### WHAT TO PRODUCE
Reproduce the whole listing exactly and let no picture into the copy.
============================================================
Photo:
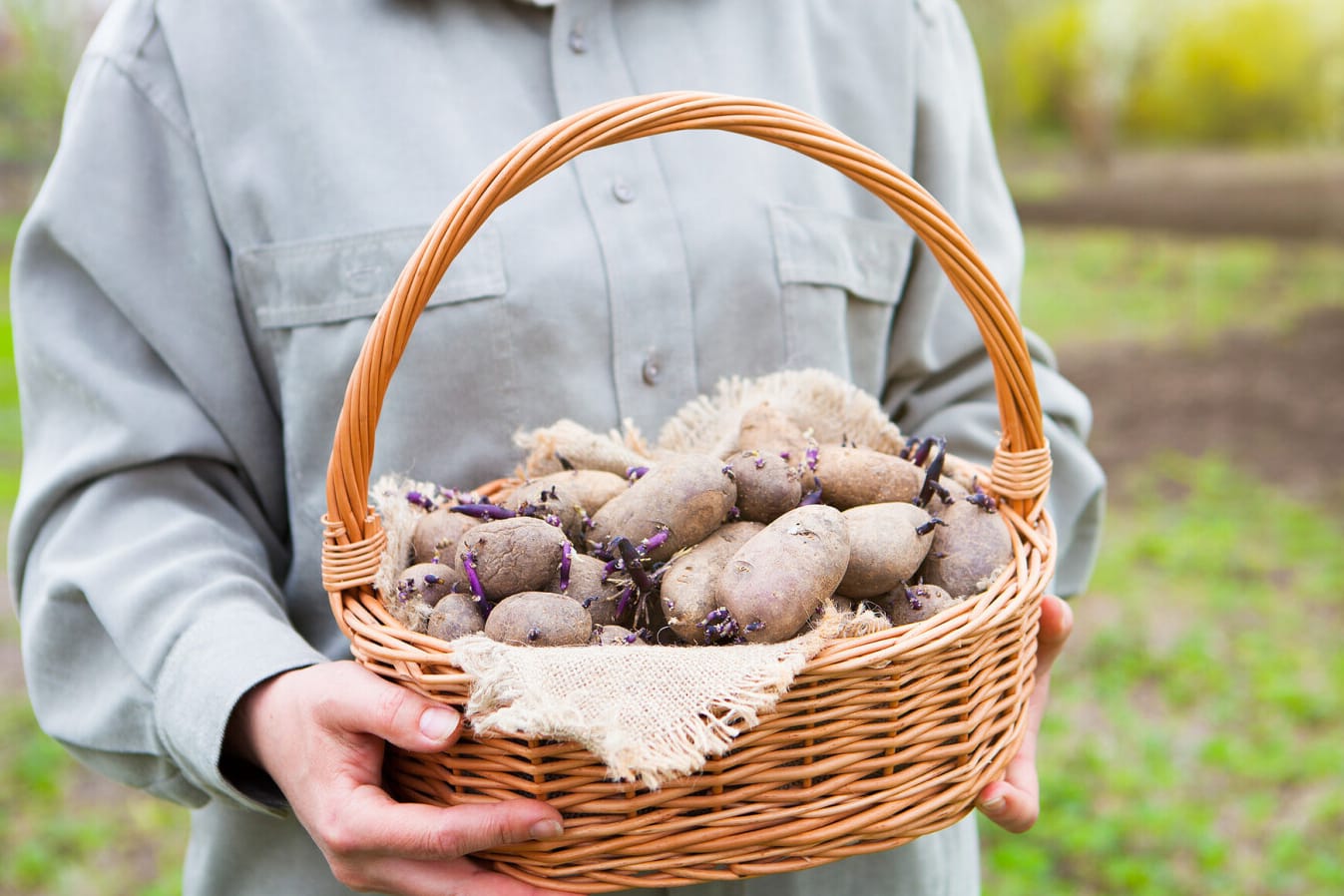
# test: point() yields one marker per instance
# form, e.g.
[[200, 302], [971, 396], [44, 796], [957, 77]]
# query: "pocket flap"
[[335, 279], [867, 258]]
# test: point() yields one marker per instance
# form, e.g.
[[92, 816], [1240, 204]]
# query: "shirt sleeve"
[[150, 530], [940, 380]]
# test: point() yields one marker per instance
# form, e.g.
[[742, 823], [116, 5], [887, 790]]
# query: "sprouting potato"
[[454, 616], [777, 579], [539, 620], [767, 485], [511, 555], [689, 589], [968, 551], [887, 543], [676, 504]]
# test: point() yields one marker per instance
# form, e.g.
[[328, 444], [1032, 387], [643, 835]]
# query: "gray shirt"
[[236, 189]]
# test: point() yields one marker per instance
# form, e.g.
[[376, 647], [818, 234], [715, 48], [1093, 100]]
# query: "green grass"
[[1105, 285], [1195, 727]]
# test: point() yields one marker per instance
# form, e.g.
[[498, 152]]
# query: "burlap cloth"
[[651, 713]]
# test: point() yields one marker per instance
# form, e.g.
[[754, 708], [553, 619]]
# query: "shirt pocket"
[[841, 279], [313, 303]]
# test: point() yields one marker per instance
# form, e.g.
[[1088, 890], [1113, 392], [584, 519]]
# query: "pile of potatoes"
[[704, 550]]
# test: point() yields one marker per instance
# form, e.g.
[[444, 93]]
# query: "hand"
[[320, 733], [1014, 803]]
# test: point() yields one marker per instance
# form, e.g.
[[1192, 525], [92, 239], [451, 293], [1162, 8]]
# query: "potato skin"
[[775, 581], [418, 589], [691, 582], [539, 620], [969, 551], [854, 476], [454, 616], [518, 554], [437, 534], [884, 548], [586, 586], [767, 485], [689, 495], [915, 604]]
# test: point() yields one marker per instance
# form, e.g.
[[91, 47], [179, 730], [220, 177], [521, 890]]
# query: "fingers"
[[371, 822], [362, 702]]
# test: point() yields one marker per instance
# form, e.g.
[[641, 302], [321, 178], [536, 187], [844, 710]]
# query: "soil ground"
[[1270, 403]]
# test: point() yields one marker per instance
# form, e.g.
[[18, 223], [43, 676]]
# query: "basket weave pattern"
[[880, 739]]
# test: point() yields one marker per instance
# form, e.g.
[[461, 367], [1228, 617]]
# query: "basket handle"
[[1021, 470]]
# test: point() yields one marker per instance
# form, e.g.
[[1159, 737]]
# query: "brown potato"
[[767, 485], [437, 534], [884, 547], [418, 589], [914, 604], [969, 551], [539, 620], [854, 476], [689, 496], [689, 588], [586, 586], [456, 616], [781, 575], [518, 554]]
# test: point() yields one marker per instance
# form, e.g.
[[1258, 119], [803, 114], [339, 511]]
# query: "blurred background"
[[1178, 167]]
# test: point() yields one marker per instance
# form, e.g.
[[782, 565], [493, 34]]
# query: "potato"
[[769, 430], [854, 476], [767, 485], [437, 534], [518, 554], [418, 589], [539, 620], [915, 604], [884, 547], [689, 588], [969, 551], [456, 616], [688, 495], [588, 488], [616, 636], [782, 574], [586, 586]]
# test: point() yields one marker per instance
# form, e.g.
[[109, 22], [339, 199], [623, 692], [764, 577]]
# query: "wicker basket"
[[882, 737]]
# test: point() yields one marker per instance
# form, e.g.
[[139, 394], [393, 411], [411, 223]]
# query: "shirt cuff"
[[213, 664]]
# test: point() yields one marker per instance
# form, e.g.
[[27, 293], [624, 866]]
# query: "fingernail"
[[438, 722], [546, 829]]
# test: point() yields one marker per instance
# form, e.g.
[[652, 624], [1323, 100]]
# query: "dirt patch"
[[1270, 403]]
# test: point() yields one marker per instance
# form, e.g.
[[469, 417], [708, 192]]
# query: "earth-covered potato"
[[454, 616], [689, 590], [767, 485], [676, 504], [968, 551], [507, 557], [887, 543], [418, 589], [539, 620], [437, 534], [914, 604], [777, 579], [852, 476], [586, 586]]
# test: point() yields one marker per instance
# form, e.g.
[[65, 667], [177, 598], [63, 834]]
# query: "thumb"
[[363, 702]]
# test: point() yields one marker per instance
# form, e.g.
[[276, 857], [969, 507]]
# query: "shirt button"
[[652, 371], [578, 43]]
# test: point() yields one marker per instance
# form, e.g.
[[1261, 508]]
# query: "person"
[[235, 191]]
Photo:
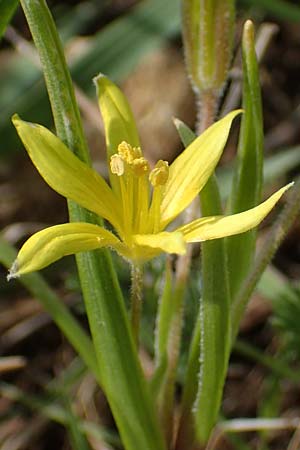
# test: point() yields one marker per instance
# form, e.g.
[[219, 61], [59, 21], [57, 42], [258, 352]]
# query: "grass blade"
[[7, 10], [247, 182], [120, 370]]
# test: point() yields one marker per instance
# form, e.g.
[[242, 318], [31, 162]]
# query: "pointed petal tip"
[[101, 77], [13, 271]]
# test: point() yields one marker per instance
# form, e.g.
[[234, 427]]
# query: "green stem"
[[136, 300], [121, 373], [60, 314], [272, 243]]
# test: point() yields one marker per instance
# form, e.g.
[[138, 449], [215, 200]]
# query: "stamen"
[[159, 175], [129, 153], [140, 166], [117, 165]]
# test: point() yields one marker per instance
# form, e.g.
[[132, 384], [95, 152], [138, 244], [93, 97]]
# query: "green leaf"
[[115, 50], [37, 286], [213, 323], [7, 10], [121, 374], [247, 182]]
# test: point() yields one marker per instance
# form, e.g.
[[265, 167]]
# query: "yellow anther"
[[129, 153], [140, 166], [159, 175], [117, 165]]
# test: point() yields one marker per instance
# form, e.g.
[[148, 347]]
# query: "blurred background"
[[138, 45]]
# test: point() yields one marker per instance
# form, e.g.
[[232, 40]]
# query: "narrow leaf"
[[37, 286], [7, 10], [205, 379], [121, 374], [247, 183]]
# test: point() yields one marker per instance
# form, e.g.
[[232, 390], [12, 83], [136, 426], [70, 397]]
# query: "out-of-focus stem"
[[136, 299], [273, 241], [206, 106]]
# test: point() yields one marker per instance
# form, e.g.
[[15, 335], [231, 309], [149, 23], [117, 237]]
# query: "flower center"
[[141, 214]]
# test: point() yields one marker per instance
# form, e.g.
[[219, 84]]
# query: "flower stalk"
[[136, 297]]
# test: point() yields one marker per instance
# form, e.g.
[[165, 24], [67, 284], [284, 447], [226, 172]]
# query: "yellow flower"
[[140, 203]]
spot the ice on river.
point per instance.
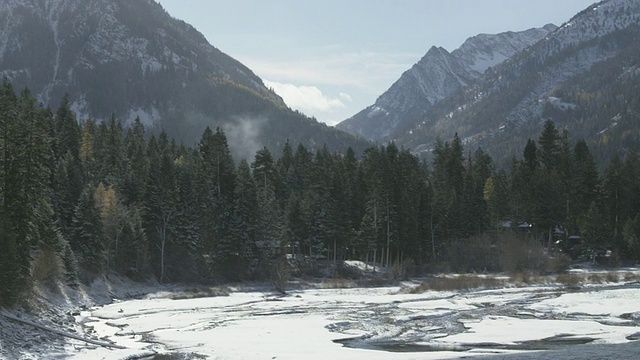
(372, 323)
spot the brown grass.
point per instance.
(462, 282)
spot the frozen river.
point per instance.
(372, 323)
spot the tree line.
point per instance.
(85, 199)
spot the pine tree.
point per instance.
(269, 223)
(88, 236)
(216, 186)
(242, 248)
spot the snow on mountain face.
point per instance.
(506, 102)
(437, 75)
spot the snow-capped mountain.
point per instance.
(436, 76)
(130, 58)
(581, 75)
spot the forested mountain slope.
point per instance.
(583, 76)
(130, 58)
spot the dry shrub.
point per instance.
(612, 277)
(401, 270)
(559, 262)
(47, 266)
(338, 283)
(595, 278)
(280, 273)
(569, 280)
(462, 282)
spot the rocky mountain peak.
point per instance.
(437, 75)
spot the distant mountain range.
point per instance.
(130, 58)
(436, 76)
(495, 91)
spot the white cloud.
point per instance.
(346, 97)
(308, 99)
(368, 72)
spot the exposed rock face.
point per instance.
(130, 58)
(437, 75)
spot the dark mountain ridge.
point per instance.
(132, 59)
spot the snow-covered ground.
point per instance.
(371, 323)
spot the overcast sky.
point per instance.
(332, 58)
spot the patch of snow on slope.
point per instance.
(147, 117)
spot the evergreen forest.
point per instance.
(82, 199)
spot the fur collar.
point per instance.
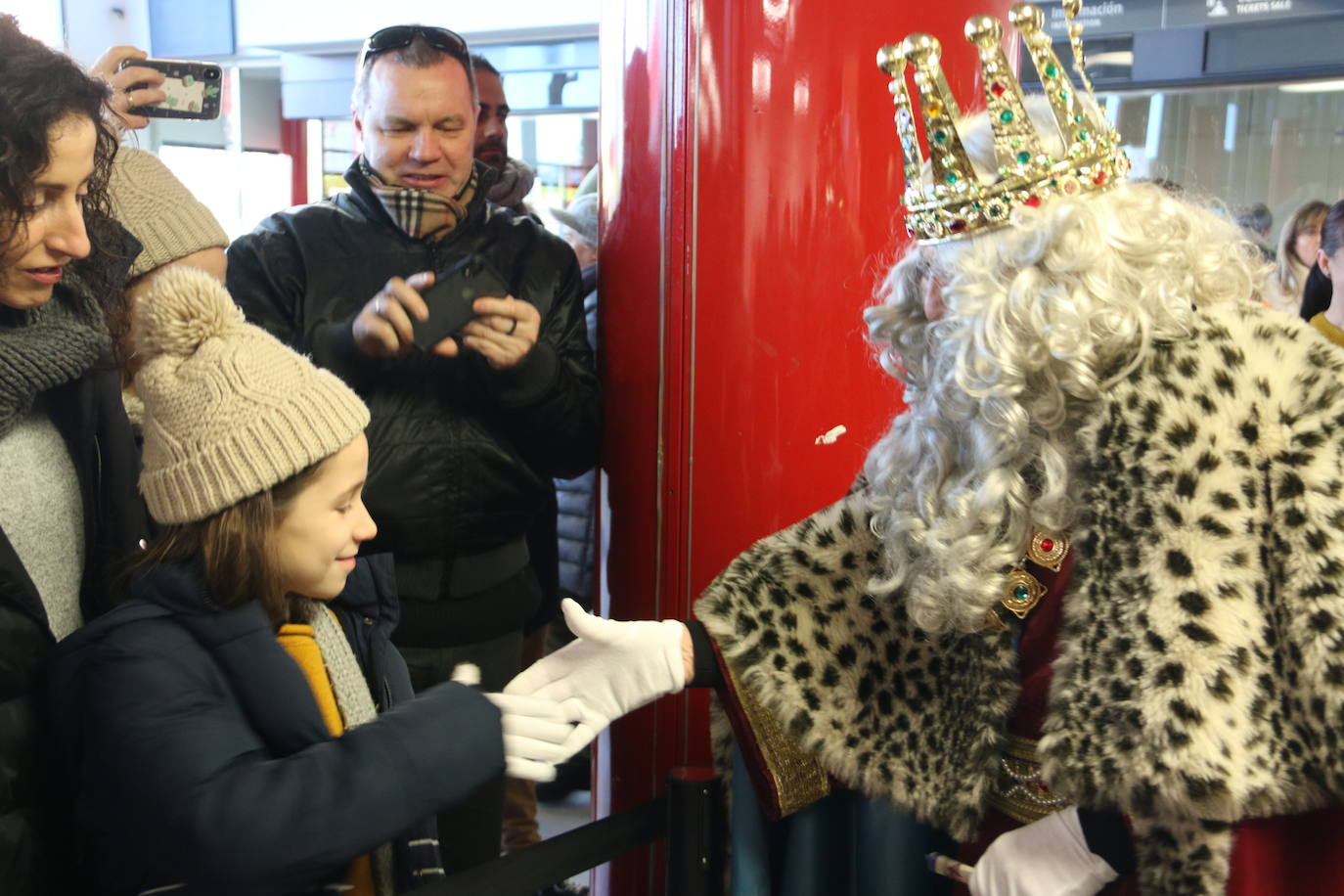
============================================================
### ANSWER TO THE PROBLEM
Photo:
# test: point() yields one marker per instance
# form, e.g.
[[200, 302], [971, 396], [44, 796], [957, 77]]
# query: "pocket flap"
[[335, 279], [867, 258]]
# test: point() yields one marker per instance
# form, e.g.
[[92, 816], [1240, 204]]
# query: "shirt sleeve"
[[150, 530], [940, 380]]
# test: point() yields one marker per instance
# form, e.g.
[[742, 823], [116, 5], [887, 790]]
# query: "sprouting potato"
[[454, 616], [777, 579], [539, 620], [767, 485], [511, 555], [689, 589], [968, 551], [887, 543], [676, 504]]
# test: point() yields one marker per instance
# form, e.g.
[[328, 444], [1032, 387], [643, 835]]
# query: "gray shirt"
[[236, 189]]
# test: point() yields one marker per instance
# form, e.g.
[[376, 647], [818, 234], [715, 48], [1093, 100]]
# query: "green grass"
[[1105, 285], [1195, 727]]
# test: point() yields one marker per instance
# form, e.g.
[[498, 152]]
# query: "burlap cloth"
[[651, 713]]
# test: point() yields one marker per instance
# form, e.g.
[[754, 708], [553, 619]]
# query: "shirt pocket"
[[841, 279], [313, 303]]
# test: point() yields one marker per instance
# form, e.g.
[[1088, 890], [1113, 392], [584, 519]]
# query: "pile of potatoes"
[[704, 550]]
# test: point() yields one marker per instance
# form, e.g.
[[444, 93]]
# query: "hand"
[[320, 733], [1014, 803]]
# test: point() yields one marker per instance
# form, e.g.
[[1192, 525], [92, 239], [451, 293], [1162, 8]]
# query: "potato skin"
[[775, 581], [418, 589], [691, 582], [539, 620], [969, 551], [854, 476], [454, 616], [518, 554], [437, 534], [884, 548], [586, 586], [767, 485], [689, 495], [915, 604]]
# test: point() yields one marker per instance
# form, e.g.
[[91, 47], [179, 730], [220, 177], [521, 890]]
# query: "fingers"
[[371, 822], [362, 702]]
# test: point() yields one marker per instance
# form, e.g.
[[641, 302], [321, 178], [536, 187], [844, 710]]
# query: "soil ground"
[[1270, 403]]
# test: point() yields one marker per instance
# form, e.g.
[[18, 223], [43, 676]]
# query: "basket weave pattern"
[[880, 739]]
# test: point() yields one marker per instance
# form, e.g.
[[461, 367], [1228, 617]]
# query: "basket handle"
[[1021, 470]]
# test: point() yields one marker per instance
# form, e.g.
[[1159, 737]]
# query: "brown potato"
[[767, 485], [437, 534], [884, 547], [418, 589], [914, 604], [969, 551], [539, 620], [854, 476], [689, 496], [689, 588], [586, 586], [456, 616], [781, 575], [518, 554]]
# test: point() yields one marker per instance
# form, e.g.
[[1258, 119], [803, 114], [339, 511]]
# query: "blurred background"
[[1178, 167]]
# test: point() yields one marker per instance
# form, e.g.
[[782, 565], [493, 34]]
# query: "potato"
[[769, 430], [854, 476], [767, 485], [437, 534], [518, 554], [418, 589], [539, 620], [915, 604], [884, 547], [689, 588], [969, 551], [456, 616], [688, 495], [588, 488], [616, 636], [782, 574], [586, 586]]
# test: point() yields one marker per instance
# form, e.g.
[[109, 22], [339, 199], [623, 692], [764, 577]]
# query: "wicker basket"
[[882, 737]]
# test: point() yields one marker per instance
# form, e.g.
[[139, 394], [393, 411], [411, 223]]
# query: "shirt cuff"
[[213, 664]]
# test: point() yields one marker per instance
# form, e.g.
[[27, 293], [624, 866]]
# query: "fingernail"
[[438, 722], [546, 829]]
# test: point() yields one marker per instance
# form, e.g.
[[652, 624], [1323, 100]]
# query: "dirt patch"
[[1270, 403]]
# test: point() yields one marker per instance
# form, e.g.
[[469, 417], [708, 192]]
# query: "earth-covered potato"
[[454, 616], [689, 590], [767, 485], [676, 504], [968, 551], [507, 557], [887, 543], [418, 589], [539, 620], [437, 534], [914, 604], [777, 579], [852, 476], [586, 586]]
# test: point() yields one marker per instance
# form, e.g.
[[65, 667], [177, 598], [63, 834]]
# query: "thumb"
[[363, 702]]
# test: point() yields one marker per instance
# form, e.g.
[[276, 857], [969, 507]]
# query: "shirt button"
[[652, 371], [578, 43]]
# test: point() yields one marker per instance
# form, e.g.
[[1261, 508]]
# query: "person"
[[235, 191]]
Photo:
# test: point() yields one marker per instance
# form, e.g.
[[219, 61], [59, 21], [57, 42], [258, 352]]
# query: "grass blade"
[[7, 10], [247, 182], [120, 370]]
# test: point() yields one marker per instance
# form, e.g.
[[242, 318], [31, 162]]
# query: "pointed petal tip"
[[101, 77], [13, 271]]
# test: point() yields one marker per instance
# form, e.g.
[[234, 427]]
# query: "green stem"
[[136, 300], [121, 373], [60, 314], [272, 243]]
# test: point() yields one marker per instance
# form, e.g.
[[138, 449], [215, 200]]
# query: "stamen"
[[159, 175], [129, 153], [140, 166], [117, 165]]
# test: point() yields one marker per instance
# form, e.g.
[[132, 384], [95, 152], [138, 244], [93, 97]]
# query: "green leaf"
[[115, 50], [37, 286], [213, 323], [7, 10], [121, 374], [247, 182]]
# test: point() yields one marker per instance
# form, e.g.
[[265, 167]]
# query: "yellow anther"
[[129, 153], [140, 166], [159, 175], [117, 165]]
# test: point() yields one marker per instance
# form, e.g.
[[148, 347]]
# query: "blurred background"
[[138, 45]]
# test: point() yields one marker per instance
# form, e.g.
[[232, 40]]
# query: "narrow leaf"
[[37, 286], [7, 10], [205, 379], [121, 374], [247, 183]]
# test: point() yields one marker per instance
# form, e.g.
[[232, 390], [12, 83], [136, 426], [70, 397]]
# query: "out-of-focus stem"
[[136, 299], [273, 241], [206, 106]]
# test: point() yields one marker per instance
# form, e.g.
[[15, 335], [231, 309], [149, 23], [117, 237]]
# query: "flower center"
[[141, 214]]
# test: point() yields one marker per instance
# form, e.g.
[[219, 84]]
# query: "flower stalk"
[[136, 297]]
# test: point() yields one marker per instance
# form, e.g.
[[165, 24], [67, 284], [284, 447], [226, 172]]
# query: "yellow flower"
[[140, 203]]
spot the ice on river.
point per instance.
(372, 323)
spot the brown grass.
point per instance.
(462, 282)
spot the frozen river.
point per instance.
(372, 323)
spot the tree line.
point per instance.
(85, 199)
spot the pine tree.
point per instance.
(269, 223)
(88, 236)
(216, 186)
(242, 248)
spot the snow on mountain face.
point per instance.
(506, 102)
(437, 75)
spot the snow-capped mountain.
point per instance.
(436, 76)
(130, 58)
(581, 75)
spot the forested mountain slope.
point per instance.
(583, 76)
(130, 58)
spot the dry shrub.
point per instance.
(612, 277)
(401, 270)
(559, 262)
(47, 266)
(338, 283)
(595, 278)
(280, 273)
(569, 280)
(462, 282)
spot the rocky mountain peak.
point per instance.
(437, 75)
spot the distant mountain range.
point per instance.
(130, 58)
(436, 76)
(495, 91)
spot the white cloud.
point per instance.
(346, 97)
(308, 99)
(368, 72)
spot the exposed rock face.
point per instance.
(130, 58)
(437, 75)
spot the dark mountain ridge.
point per instance.
(132, 59)
spot the snow-covered ground.
point per instance.
(371, 323)
spot the overcast sky.
point per instance.
(332, 58)
spot the patch of snow on slope.
point per instance.
(147, 117)
spot the evergreen forest.
point per instance.
(82, 199)
spot the fur collar.
point per instance.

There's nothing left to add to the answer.